■ **課題一覧**
A) ガバナンスに関する抜粋では、コーポレートガバナンスはどのような仕組と定義されているか。
B) ガバナンスに関する抜粋のうち、「2005年07月16日」から「マネジメントの一つ」とする。」までを、その両方の語句も含めてそのまま書き写してください。
C) ガバナンスに関する抜粋について、示されている最後の文の後に続く文章を書け。

■ **抜粋**
_ _ _ _ _

2005年07月16日
ガバナンス
経済産業省は「コーポレートガバナンス及びリスク管理・ 内部統制に関する開示・評価の枠組について -構築及び開示のための指針-(案) 」なるものを発表。面倒だなと思いつつも知らないわけにもいかないかなあ、と思い経済産業省のWebサイトより指針案をダウンロード。
考え方、内外のモデルの紹介、国内の不祥事の分析、好事例、キーワードとなる用語の定義もされおり勉強になった。
興味があった、キーワードとなる3つの用語の定義に関しては
1.コーポレートガバナンス
(「企業経営を規律するための仕組」とする。企業経営を担うのは企業経営者であるので、基本的には、企業経営者{代表取締役社長といった経営トップのみならず経営を執行する経営陣を指す}をどのように規律するか、という問題となる)
2.リスク管理
(「企業経営者が企業経営を行い利益を追求していく上で、企業を取り巻く様々な事象が抱えている不確実性(企業経営にマイナスの影響を与える不確実性だけでなく、プラスの影響を与えるそれも含む)というリスクに個々に対応するのではなく、経営理念、事業目的等に照らして経営に重大な影響を及ぼすリスクを企業経営者が認識・評価し対応していくマネジメントの一つ」とする。

_ _ _ _ _

■ **提供データ**
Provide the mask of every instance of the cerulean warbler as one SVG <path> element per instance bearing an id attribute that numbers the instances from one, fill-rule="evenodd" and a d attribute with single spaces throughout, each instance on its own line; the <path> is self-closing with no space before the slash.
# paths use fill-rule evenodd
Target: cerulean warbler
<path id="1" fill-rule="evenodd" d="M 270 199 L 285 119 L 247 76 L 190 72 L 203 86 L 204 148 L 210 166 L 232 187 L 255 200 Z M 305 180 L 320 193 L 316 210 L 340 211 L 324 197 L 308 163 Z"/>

_ _ _ _ _

■ **課題の解答**
A) 「企業経営を規律するための仕組」と定義されている。

B)
2005年07月16日
ガバナンス
経済産業省は「コーポレートガバナンス及びリスク管理・ 内部統制に関する開示・評価の枠組について -構築及び開示のための指針-(案) 」なるものを発表。面倒だなと思いつつも知らないわけにもいかないかなあ、と思い経済産業省のWebサイトより指針案をダウンロード。
考え方、内外のモデルの紹介、国内の不祥事の分析、好事例、キーワードとなる用語の定義もされおり勉強になった。
興味があった、キーワードとなる3つの用語の定義に関しては
1.コーポレートガバナンス
(「企業経営を規律するための仕組」とする。企業経営を担うのは企業経営者であるので、基本的には、企業経営者{代表取締役社長といった経営トップのみならず経営を執行する経営陣を指す}をどのように規律するか、という問題となる)
2.リスク管理
(「企業経営者が企業経営を行い利益を追求していく上で、企業を取り巻く様々な事象が抱えている不確実性(企業経営にマイナスの影響を与える不確実性だけでなく、プラスの影響を与えるそれも含む)というリスクに個々に対応するのではなく、経営理念、事業目的等に照らして経営に重大な影響を及ぼすリスクを企業経営者が認識・評価し対応していくマネジメントの一つ」とする。

C)
このようなマネジメントは、リターンを得るためにはリスクは不可避であるという観点から企業経営そのものであるという面があり、すなわち、経営を取り巻く様々な不確実性(リスク)を如何にコントロールし、利益を最大化していくかという、企業経営をリスクの視点から見たものとも言える。)
3.内部統制
(「企業経営者の経営戦略や事業目的等を組織として機能させ達成していくための仕組」とする。また、企業がその業務を適正かつ効率的に遂行するために、社内に構築され運用されるプロセスともいえる。)
ん~、なかなか面倒だ。しかしながら、たとえばコーポレートガバナンスの定義ひとつ取ってみてもそうだが、米国だと一部のステークホルダー(投資家)の視点だけが強調されるが、本案は社会全体のバランスが考慮されているように感じて好感をもった。
日本のCSR(企業の社会的責任)の原型で知られるECS2000の開発者 高巖(麗澤大学国際経済学部教授)氏やSRI関連で有名な秋山をね(インテグレックス代表取締役)氏が委員として参加していることも影響しているのか?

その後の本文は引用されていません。